▸ **GIVEN PROBLEM**: Return only the line that contains "student in background." and each line after it, through the last line of the data below, copied exactly.

start SUPPLIED MATERIAL

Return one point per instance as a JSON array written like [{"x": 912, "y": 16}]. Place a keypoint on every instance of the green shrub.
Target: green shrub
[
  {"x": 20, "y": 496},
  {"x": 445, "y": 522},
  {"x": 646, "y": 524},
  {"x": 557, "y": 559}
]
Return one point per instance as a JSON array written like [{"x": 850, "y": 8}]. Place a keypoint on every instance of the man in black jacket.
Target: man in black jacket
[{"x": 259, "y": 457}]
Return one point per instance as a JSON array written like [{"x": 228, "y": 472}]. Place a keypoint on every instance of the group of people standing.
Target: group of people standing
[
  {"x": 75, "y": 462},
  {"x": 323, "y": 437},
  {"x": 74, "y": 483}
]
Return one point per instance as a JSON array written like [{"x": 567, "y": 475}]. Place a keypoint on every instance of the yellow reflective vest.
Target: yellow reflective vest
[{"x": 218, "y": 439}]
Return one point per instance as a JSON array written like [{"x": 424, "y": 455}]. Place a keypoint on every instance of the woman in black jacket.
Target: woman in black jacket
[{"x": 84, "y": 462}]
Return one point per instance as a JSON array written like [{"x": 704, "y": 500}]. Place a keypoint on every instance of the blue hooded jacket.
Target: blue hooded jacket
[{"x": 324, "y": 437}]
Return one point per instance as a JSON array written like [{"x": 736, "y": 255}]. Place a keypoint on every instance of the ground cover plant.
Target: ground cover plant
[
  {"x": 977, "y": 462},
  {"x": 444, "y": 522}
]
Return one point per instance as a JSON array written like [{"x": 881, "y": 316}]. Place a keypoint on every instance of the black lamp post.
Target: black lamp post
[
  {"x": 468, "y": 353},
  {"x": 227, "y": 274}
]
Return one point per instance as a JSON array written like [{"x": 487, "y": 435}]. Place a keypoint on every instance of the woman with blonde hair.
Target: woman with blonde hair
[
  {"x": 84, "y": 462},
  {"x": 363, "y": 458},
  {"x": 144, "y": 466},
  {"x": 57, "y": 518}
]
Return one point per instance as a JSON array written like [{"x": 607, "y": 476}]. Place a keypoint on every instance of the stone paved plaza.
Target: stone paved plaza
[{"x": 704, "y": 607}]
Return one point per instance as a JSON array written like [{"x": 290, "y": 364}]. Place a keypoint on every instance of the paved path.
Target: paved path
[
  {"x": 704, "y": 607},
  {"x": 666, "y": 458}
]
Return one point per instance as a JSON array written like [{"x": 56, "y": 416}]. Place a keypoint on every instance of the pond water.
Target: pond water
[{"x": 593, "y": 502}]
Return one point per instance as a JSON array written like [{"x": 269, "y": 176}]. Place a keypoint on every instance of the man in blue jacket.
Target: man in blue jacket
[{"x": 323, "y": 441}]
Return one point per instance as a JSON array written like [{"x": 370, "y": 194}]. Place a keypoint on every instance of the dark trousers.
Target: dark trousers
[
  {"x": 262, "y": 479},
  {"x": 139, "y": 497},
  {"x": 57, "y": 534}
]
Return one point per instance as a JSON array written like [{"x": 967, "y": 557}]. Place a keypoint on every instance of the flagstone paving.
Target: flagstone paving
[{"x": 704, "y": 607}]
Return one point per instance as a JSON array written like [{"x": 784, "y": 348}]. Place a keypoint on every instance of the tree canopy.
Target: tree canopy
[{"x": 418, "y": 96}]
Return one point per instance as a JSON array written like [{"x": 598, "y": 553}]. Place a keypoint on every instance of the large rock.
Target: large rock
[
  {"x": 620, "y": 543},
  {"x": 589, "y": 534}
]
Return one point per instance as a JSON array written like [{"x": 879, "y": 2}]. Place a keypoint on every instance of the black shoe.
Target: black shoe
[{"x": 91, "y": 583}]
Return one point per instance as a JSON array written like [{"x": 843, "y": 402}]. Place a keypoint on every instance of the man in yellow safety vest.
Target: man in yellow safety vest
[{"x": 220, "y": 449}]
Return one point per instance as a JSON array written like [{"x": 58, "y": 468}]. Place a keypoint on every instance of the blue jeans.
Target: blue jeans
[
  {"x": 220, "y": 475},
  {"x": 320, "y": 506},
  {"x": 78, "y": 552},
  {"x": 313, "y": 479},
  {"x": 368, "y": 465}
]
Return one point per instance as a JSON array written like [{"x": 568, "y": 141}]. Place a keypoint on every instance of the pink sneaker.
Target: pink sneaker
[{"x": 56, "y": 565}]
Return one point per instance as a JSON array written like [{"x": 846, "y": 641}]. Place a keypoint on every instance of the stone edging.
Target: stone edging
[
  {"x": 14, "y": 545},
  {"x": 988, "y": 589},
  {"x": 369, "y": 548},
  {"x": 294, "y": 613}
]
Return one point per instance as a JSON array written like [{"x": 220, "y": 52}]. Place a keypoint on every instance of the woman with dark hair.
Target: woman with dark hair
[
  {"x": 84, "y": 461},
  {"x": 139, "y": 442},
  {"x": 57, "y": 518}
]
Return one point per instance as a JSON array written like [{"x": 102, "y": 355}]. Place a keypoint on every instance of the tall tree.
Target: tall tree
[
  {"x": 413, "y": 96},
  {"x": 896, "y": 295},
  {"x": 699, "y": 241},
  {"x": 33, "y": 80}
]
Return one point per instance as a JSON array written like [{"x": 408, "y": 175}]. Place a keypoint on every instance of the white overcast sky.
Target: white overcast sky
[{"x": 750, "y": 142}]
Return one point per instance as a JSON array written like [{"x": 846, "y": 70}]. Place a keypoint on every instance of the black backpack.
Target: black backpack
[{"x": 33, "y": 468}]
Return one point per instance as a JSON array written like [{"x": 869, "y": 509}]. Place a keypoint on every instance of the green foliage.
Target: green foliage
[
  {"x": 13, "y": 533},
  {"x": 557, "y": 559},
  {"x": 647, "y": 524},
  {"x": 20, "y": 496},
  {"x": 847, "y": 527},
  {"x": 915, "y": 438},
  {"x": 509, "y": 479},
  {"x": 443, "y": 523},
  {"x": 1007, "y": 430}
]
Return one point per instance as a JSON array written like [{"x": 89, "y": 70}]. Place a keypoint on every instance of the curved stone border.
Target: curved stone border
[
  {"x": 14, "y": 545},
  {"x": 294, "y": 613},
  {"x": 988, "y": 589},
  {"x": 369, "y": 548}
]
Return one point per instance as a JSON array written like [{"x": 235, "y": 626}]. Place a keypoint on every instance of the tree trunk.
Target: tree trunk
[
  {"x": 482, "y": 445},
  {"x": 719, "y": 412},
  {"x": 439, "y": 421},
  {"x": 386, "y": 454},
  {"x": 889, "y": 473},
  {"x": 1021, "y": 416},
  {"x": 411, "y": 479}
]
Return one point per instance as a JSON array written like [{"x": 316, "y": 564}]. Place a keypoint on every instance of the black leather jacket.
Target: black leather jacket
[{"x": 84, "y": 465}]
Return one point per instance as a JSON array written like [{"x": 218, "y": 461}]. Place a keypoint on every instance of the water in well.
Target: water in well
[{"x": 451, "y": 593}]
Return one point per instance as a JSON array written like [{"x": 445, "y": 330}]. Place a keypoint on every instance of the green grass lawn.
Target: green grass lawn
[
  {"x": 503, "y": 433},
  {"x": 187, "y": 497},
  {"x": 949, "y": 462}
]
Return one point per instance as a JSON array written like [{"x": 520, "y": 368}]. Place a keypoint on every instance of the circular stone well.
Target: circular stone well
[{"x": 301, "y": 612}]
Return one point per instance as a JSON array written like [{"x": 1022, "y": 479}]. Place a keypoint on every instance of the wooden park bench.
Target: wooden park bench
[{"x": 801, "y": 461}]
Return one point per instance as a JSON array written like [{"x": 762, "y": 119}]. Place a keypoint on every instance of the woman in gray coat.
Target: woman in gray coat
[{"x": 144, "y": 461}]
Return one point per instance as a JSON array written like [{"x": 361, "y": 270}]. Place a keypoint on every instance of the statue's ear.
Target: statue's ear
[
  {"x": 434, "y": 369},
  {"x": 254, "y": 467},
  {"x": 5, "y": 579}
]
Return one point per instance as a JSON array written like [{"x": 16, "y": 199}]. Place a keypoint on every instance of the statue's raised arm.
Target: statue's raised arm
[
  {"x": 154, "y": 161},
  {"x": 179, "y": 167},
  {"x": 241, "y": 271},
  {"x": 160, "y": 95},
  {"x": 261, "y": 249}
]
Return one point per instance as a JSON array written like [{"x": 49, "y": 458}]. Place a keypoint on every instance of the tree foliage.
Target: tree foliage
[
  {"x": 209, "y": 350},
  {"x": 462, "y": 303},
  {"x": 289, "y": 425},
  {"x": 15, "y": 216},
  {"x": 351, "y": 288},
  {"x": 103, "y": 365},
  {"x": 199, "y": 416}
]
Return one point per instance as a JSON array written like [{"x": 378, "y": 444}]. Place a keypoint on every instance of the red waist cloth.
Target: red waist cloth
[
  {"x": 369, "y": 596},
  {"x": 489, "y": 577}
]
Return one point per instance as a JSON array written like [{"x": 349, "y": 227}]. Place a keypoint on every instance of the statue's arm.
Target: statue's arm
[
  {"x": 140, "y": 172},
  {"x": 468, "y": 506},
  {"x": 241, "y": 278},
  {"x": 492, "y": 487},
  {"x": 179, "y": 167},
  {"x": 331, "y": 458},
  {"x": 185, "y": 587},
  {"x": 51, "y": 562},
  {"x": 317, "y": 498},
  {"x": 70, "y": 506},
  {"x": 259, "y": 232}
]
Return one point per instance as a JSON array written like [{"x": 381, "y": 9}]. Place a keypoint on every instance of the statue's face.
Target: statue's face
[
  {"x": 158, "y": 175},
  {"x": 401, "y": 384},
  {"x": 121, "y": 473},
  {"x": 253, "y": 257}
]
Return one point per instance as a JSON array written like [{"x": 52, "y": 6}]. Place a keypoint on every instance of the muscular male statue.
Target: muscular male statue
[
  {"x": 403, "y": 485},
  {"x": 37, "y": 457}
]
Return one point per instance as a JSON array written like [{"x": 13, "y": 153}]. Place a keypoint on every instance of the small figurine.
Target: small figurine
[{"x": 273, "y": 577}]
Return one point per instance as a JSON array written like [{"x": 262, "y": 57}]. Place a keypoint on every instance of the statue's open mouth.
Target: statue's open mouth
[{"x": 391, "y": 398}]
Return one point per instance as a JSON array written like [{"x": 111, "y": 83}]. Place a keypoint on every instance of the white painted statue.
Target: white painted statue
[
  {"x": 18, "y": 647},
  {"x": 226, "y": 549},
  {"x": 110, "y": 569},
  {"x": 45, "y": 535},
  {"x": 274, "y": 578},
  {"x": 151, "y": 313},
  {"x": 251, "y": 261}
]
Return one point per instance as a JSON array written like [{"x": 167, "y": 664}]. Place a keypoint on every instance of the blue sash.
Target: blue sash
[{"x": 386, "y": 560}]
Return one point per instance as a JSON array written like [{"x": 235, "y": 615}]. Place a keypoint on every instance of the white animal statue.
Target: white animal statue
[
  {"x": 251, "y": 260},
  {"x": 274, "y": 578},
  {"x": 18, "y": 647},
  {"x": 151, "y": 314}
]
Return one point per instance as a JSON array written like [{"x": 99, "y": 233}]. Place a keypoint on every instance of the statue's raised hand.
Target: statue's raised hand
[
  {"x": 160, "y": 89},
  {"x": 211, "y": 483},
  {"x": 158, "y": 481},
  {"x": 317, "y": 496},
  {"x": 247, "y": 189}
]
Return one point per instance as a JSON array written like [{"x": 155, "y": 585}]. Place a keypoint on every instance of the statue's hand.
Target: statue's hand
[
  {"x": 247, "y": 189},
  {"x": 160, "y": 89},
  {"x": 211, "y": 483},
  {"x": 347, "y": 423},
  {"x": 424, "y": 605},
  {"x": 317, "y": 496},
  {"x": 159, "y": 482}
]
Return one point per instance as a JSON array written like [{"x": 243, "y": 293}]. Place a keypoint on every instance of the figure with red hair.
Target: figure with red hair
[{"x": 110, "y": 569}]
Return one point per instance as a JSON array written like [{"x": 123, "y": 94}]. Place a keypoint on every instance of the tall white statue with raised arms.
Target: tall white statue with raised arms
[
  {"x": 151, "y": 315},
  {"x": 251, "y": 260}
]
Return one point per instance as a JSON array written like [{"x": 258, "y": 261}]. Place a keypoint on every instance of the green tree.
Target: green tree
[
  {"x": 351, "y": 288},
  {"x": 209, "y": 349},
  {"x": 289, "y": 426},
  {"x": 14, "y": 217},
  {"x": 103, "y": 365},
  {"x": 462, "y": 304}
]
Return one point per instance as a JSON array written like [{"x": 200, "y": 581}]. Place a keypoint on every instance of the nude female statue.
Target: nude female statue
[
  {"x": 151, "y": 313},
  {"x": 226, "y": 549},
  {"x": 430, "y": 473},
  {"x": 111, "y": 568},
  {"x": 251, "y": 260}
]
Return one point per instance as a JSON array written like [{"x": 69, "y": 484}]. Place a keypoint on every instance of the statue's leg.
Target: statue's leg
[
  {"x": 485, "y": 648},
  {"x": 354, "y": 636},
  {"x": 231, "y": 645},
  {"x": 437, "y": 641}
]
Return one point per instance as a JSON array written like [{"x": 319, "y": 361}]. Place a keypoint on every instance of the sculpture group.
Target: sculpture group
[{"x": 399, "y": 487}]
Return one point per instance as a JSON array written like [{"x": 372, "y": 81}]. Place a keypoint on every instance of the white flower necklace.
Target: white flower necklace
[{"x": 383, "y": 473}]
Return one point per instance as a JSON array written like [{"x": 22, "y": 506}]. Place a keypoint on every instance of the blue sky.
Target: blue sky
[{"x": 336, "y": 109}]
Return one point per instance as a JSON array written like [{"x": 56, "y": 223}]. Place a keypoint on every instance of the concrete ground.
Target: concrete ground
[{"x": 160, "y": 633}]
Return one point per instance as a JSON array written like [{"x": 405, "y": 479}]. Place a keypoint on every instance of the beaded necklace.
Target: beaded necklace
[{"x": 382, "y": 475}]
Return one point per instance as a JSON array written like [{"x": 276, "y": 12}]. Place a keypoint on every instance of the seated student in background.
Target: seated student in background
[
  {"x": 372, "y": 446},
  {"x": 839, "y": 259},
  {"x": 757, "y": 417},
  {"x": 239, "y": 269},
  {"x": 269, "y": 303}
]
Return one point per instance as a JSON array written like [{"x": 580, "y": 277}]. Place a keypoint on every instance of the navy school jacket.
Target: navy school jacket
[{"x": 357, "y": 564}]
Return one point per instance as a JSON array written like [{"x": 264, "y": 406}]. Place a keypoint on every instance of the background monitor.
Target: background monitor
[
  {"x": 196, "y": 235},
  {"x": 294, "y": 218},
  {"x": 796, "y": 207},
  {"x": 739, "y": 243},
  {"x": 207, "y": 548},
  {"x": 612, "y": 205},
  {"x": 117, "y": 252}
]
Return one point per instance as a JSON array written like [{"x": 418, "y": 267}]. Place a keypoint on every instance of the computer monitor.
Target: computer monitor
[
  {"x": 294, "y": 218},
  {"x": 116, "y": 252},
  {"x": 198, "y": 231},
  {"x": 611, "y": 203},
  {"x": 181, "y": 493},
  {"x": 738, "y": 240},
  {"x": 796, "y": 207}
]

end SUPPLIED MATERIAL

▸ **EXPECTED ANSWER**:
Return one point per instance as a JSON array written like [{"x": 276, "y": 12}]. Place a keypoint on every instance of the seated student in background.
Target: seated student in background
[
  {"x": 372, "y": 446},
  {"x": 839, "y": 259},
  {"x": 757, "y": 417},
  {"x": 239, "y": 269},
  {"x": 269, "y": 303}
]
Return one point per instance as a JSON array written like [{"x": 580, "y": 277}]. Place a keypoint on every instance of the navy school jacket.
Target: navy school jacket
[{"x": 357, "y": 564}]
Return one point per instance as a JSON array written like [{"x": 264, "y": 406}]. Place a keypoint on every instance of the background monitor.
Target: background monitor
[
  {"x": 196, "y": 235},
  {"x": 294, "y": 218},
  {"x": 796, "y": 207},
  {"x": 739, "y": 243},
  {"x": 207, "y": 548},
  {"x": 612, "y": 205},
  {"x": 117, "y": 252}
]
Return one point per instance as a JSON array written like [{"x": 418, "y": 267}]. Place a keypoint on every instance of the computer monitor.
Target: computer monitor
[
  {"x": 294, "y": 218},
  {"x": 116, "y": 252},
  {"x": 198, "y": 231},
  {"x": 611, "y": 203},
  {"x": 181, "y": 493},
  {"x": 738, "y": 240},
  {"x": 796, "y": 207}
]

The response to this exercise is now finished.